*Task item*. Find every line in the listing below that contains the word "clicks", and copy each of those lines in full.
[[ Listed records, beginning ]]
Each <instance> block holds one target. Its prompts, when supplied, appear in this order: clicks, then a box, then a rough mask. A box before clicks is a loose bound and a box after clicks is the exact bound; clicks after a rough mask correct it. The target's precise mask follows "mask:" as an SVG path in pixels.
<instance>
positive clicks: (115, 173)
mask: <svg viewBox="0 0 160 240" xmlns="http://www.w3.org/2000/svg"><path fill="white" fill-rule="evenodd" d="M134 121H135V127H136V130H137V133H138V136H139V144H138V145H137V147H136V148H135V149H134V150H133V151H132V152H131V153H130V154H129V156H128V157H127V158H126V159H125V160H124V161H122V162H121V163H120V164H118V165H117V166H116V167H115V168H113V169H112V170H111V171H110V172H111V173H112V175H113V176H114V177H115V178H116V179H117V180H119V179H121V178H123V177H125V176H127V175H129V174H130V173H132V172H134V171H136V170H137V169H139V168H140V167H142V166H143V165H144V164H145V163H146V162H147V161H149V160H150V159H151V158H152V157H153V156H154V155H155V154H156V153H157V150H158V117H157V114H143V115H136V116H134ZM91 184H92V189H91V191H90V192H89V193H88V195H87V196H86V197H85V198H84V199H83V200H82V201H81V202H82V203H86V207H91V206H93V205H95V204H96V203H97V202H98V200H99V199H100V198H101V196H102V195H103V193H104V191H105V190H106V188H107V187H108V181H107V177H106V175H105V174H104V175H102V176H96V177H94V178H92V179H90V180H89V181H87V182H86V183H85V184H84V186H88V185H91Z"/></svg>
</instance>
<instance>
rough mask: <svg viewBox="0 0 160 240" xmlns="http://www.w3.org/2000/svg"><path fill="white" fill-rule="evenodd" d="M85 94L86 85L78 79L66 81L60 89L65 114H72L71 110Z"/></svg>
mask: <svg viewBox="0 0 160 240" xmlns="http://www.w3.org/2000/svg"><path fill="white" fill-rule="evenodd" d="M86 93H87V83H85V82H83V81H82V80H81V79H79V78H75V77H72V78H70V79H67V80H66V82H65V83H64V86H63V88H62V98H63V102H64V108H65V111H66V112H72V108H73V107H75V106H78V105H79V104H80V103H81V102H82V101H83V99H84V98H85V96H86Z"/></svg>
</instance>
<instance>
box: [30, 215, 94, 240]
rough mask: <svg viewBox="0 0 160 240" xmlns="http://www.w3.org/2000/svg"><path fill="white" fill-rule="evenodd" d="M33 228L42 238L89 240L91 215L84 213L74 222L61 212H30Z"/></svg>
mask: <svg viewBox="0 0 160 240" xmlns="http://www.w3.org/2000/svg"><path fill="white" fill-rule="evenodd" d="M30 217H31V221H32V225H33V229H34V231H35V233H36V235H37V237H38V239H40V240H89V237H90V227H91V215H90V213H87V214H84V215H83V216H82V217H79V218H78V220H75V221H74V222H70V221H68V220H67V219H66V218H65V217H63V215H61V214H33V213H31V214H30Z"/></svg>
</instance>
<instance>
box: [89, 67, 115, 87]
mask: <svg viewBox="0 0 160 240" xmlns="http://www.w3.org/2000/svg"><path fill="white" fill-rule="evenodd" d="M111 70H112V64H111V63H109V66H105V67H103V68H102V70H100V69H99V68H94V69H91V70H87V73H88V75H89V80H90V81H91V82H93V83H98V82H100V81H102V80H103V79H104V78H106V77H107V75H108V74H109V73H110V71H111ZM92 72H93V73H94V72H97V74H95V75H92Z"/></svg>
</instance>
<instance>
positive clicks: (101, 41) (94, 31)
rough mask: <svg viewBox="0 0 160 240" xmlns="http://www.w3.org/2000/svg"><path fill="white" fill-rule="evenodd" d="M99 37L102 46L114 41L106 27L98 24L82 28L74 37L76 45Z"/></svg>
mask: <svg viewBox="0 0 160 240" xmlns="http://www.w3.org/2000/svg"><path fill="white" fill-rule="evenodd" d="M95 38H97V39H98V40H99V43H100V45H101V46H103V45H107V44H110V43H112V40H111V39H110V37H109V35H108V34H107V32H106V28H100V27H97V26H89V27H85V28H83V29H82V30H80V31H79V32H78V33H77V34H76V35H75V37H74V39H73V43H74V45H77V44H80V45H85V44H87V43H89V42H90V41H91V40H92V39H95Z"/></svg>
[[ Listed records, end ]]
*Completed task*.
Each <instance> block holds one target. Its prompts, when supplied, appear in this order: clicks, then a box, then a rough mask. A box before clicks is a loose bound and a box after clicks is the exact bound; clicks after a rough mask correct it. The target's precise mask follows "mask:" as an SVG path in pixels.
positive clicks: (115, 173)
positive clicks: (101, 41) (94, 31)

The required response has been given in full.